Print verbatim the lines of the entries from the one containing "Task: place one keypoint per instance of the metal" to the last, inclusive, and no others.

## Start

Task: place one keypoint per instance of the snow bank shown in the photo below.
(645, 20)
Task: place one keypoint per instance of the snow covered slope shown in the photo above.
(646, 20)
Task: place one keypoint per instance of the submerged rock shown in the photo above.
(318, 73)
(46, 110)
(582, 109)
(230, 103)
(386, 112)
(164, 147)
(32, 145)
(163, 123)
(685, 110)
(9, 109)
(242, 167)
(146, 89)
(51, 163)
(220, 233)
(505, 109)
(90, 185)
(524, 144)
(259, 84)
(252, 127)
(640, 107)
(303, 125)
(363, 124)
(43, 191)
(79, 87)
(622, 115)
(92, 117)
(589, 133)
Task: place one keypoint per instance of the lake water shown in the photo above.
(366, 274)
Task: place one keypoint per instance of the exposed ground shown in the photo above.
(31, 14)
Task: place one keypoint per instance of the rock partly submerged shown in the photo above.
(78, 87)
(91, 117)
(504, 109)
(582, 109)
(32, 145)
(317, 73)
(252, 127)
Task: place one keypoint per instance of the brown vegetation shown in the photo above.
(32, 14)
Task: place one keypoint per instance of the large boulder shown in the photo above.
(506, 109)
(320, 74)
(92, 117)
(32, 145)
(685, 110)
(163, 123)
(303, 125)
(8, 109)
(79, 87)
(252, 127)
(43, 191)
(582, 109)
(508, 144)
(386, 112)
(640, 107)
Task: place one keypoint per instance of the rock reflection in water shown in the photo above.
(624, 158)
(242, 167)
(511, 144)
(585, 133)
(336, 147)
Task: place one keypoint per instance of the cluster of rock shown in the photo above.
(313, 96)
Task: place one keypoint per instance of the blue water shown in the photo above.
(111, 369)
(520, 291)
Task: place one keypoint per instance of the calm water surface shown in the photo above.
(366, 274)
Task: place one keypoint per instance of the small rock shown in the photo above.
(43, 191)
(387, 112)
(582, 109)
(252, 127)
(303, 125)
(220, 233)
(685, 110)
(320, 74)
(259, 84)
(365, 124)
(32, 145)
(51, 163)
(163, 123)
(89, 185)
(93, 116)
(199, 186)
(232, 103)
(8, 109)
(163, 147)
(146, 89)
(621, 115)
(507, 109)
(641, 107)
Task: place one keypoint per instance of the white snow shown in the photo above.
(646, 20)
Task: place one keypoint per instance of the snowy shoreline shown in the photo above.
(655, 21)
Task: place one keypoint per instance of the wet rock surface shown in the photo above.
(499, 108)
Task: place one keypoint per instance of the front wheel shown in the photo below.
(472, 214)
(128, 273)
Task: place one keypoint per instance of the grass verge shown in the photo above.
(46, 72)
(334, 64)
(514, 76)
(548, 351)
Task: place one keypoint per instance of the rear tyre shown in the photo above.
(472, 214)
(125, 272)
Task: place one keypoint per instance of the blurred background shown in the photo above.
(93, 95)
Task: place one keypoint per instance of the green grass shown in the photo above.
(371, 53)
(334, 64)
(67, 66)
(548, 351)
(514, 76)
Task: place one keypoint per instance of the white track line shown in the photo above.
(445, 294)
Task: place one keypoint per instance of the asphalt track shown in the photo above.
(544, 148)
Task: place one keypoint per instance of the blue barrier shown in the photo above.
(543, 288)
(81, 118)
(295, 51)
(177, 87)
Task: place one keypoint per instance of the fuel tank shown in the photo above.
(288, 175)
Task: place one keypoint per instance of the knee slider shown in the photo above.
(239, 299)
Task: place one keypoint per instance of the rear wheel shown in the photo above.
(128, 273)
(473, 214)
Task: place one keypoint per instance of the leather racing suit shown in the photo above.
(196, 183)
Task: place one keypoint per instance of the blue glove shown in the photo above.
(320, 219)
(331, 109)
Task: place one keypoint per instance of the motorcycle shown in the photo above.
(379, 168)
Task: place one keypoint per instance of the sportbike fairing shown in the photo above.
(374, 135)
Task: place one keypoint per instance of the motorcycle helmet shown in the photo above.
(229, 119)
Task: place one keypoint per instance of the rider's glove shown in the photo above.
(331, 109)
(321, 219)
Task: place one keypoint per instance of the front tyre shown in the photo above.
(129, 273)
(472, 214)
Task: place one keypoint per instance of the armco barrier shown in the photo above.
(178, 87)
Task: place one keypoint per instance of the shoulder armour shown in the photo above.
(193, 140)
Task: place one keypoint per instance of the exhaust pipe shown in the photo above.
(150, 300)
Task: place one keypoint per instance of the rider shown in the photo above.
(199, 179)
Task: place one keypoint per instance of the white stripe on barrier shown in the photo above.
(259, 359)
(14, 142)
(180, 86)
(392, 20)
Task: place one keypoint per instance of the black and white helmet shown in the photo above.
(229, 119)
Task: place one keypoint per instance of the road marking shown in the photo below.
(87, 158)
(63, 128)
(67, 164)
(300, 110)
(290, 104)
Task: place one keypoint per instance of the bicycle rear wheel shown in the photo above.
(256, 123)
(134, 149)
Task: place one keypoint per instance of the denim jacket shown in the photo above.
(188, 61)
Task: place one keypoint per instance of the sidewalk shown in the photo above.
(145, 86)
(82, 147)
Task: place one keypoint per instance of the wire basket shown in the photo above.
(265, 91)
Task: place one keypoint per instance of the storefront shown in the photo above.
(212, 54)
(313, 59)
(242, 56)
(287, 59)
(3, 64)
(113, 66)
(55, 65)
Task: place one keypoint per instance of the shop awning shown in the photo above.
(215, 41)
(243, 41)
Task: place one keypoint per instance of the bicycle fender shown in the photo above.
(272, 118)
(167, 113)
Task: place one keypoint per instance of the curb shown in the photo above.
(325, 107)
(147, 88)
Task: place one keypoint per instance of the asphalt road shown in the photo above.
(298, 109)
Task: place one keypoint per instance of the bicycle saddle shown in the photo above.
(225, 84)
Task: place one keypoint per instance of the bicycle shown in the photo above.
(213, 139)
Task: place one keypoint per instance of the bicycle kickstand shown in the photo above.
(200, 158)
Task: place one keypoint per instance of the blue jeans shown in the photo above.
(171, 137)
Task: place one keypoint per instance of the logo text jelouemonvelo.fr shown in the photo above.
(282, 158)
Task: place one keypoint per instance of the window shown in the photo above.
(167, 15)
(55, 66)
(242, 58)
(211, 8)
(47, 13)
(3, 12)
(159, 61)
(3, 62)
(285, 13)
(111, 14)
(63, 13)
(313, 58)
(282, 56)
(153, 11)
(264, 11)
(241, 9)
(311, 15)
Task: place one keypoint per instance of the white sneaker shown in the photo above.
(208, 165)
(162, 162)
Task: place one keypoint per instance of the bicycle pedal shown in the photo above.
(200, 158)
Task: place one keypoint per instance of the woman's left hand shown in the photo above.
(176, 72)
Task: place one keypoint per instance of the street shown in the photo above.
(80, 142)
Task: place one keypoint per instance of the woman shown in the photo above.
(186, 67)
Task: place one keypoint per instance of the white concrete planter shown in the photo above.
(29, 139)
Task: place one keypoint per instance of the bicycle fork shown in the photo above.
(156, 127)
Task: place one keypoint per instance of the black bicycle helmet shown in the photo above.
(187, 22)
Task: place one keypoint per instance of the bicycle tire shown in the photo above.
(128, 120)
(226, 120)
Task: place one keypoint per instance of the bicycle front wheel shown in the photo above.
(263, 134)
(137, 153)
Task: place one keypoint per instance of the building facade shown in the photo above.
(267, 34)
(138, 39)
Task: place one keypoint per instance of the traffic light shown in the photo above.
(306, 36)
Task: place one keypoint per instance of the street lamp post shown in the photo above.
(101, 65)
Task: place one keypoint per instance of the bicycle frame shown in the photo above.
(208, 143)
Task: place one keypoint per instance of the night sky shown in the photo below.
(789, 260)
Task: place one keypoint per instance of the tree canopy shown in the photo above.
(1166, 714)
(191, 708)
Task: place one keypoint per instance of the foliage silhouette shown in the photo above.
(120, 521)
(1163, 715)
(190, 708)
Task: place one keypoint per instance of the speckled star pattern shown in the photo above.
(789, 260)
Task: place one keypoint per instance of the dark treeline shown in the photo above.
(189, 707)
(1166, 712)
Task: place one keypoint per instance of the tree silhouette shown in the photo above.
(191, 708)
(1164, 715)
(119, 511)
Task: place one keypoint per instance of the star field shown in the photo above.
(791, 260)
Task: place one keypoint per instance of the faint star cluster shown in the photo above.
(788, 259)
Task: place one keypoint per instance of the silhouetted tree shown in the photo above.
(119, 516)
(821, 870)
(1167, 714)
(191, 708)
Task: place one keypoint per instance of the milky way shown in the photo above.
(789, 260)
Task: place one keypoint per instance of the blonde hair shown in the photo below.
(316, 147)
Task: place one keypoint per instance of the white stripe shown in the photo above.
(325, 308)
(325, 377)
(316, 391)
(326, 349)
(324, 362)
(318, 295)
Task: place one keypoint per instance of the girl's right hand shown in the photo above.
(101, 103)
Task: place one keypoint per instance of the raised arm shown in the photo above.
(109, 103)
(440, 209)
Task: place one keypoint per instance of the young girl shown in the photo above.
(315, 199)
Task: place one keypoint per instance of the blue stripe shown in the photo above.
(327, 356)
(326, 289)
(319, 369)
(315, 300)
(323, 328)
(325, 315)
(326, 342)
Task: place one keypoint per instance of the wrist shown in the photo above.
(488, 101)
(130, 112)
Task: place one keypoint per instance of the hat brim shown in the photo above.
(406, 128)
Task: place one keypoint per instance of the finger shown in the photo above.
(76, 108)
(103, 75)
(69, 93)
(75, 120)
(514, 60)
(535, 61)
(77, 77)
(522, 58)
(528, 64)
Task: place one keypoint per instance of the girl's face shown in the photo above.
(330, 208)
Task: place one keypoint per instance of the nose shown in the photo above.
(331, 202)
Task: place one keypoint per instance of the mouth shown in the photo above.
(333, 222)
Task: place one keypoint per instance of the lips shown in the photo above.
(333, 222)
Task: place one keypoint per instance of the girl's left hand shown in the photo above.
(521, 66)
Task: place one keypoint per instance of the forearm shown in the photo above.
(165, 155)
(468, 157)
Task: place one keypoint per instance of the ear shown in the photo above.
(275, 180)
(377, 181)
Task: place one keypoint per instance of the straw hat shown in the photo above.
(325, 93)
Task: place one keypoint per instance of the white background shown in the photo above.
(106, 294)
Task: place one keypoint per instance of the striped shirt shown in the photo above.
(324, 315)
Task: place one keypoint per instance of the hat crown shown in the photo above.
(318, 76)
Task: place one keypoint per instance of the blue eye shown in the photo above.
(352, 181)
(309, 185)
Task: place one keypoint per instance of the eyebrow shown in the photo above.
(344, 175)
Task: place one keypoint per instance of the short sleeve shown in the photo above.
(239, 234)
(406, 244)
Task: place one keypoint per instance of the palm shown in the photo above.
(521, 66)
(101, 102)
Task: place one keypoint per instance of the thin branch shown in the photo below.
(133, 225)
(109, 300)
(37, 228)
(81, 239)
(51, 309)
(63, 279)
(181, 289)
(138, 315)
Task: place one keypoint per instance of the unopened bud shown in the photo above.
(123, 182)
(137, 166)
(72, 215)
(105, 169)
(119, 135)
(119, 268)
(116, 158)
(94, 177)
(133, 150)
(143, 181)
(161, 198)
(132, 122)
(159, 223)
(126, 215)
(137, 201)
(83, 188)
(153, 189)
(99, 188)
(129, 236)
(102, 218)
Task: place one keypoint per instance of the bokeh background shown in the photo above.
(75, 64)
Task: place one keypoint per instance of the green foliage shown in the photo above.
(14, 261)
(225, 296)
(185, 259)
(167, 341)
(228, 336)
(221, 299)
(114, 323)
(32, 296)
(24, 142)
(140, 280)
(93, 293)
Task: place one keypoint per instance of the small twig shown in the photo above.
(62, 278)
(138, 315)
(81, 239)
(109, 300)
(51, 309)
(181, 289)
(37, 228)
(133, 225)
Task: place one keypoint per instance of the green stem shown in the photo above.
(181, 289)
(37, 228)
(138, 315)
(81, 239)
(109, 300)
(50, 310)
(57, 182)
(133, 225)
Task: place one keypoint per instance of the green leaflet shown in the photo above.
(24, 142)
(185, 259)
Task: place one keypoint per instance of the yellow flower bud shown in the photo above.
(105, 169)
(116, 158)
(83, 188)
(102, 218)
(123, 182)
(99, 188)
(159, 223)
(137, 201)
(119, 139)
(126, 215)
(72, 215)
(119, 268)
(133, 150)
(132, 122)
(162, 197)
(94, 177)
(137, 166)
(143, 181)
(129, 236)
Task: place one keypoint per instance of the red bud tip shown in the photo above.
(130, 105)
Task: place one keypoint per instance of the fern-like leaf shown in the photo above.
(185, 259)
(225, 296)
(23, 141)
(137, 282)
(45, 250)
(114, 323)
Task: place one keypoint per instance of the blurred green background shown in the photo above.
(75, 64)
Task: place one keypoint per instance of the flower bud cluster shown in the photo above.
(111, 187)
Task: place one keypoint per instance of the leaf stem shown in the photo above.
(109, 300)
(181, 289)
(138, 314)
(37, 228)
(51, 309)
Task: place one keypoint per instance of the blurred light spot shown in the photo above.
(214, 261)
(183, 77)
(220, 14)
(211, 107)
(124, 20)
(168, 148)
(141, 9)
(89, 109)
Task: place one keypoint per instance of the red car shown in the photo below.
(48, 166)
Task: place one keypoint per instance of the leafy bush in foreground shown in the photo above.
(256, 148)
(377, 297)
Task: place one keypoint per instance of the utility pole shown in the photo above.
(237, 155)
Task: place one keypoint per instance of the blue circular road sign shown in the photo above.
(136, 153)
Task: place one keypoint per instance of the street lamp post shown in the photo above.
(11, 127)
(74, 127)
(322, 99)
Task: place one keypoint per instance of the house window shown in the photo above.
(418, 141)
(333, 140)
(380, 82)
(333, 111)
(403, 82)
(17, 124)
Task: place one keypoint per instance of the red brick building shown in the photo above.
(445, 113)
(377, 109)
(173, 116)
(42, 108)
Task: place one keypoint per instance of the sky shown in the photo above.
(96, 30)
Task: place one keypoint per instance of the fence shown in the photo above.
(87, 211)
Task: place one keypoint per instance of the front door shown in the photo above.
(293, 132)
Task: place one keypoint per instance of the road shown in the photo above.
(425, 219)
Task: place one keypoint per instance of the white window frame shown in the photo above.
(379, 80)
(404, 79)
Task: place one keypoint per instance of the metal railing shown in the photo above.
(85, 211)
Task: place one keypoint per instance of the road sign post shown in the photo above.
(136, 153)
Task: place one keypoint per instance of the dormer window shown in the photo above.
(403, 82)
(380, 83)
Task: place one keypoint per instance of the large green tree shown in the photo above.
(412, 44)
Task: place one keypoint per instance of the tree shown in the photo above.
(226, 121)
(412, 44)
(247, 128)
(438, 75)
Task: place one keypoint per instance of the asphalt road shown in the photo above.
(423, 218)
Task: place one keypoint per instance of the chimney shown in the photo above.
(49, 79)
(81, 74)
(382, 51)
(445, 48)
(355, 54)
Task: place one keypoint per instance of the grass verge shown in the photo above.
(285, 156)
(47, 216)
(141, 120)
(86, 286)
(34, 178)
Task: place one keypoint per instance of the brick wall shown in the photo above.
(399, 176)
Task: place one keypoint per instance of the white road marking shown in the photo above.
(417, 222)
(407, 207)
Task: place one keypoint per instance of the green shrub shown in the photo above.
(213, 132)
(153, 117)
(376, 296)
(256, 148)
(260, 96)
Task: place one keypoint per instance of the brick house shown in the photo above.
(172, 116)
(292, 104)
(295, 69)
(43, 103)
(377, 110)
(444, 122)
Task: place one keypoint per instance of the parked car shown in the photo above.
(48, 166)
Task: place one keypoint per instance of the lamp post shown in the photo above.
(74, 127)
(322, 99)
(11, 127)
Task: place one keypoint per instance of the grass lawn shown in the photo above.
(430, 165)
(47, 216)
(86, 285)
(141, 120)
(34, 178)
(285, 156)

## End

» **Reply**
Task: place one keypoint per instance of the metal railing shown in the photo above.
(85, 211)
Task: place one keypoint per instance of the road sign post shown in the photo above.
(136, 153)
Task: place one keypoint per instance of the dormer window shown in the photo above.
(403, 82)
(380, 83)
Task: place one keypoint per instance of the large green tree shown in the photo above.
(412, 44)
Task: place one keypoint per instance of the tree shown in the photo above.
(226, 121)
(412, 44)
(247, 128)
(438, 75)
Task: place one keypoint per instance of the asphalt road shown in the photo above.
(423, 218)
Task: place one keypoint per instance of the chimney shown in the photo above.
(49, 79)
(81, 74)
(382, 51)
(445, 48)
(355, 54)
Task: place one keypoint per instance of the grass verge shown in the photo above.
(285, 156)
(47, 216)
(141, 120)
(86, 286)
(34, 178)
Task: place one keypoint per instance of the brick wall shown in the photo above.
(399, 176)
Task: place one keypoint per instance of the white road marking shown in the photo above.
(417, 222)
(407, 207)
Task: place one keypoint per instance of the green shrub shown in the photo above.
(213, 132)
(153, 117)
(376, 296)
(256, 148)
(260, 96)
Task: place one keypoint per instance of the brick house shown in the photo above.
(172, 116)
(292, 104)
(295, 69)
(43, 103)
(377, 110)
(444, 122)
Task: place one keypoint per instance of the parked car shown in the photo above.
(48, 166)
Task: place one keypoint per instance of the lamp post shown in the photo above.
(74, 127)
(322, 99)
(11, 127)
Task: place one keypoint per instance of the grass lawn shown in the photo above.
(430, 165)
(47, 216)
(86, 285)
(141, 120)
(34, 178)
(285, 156)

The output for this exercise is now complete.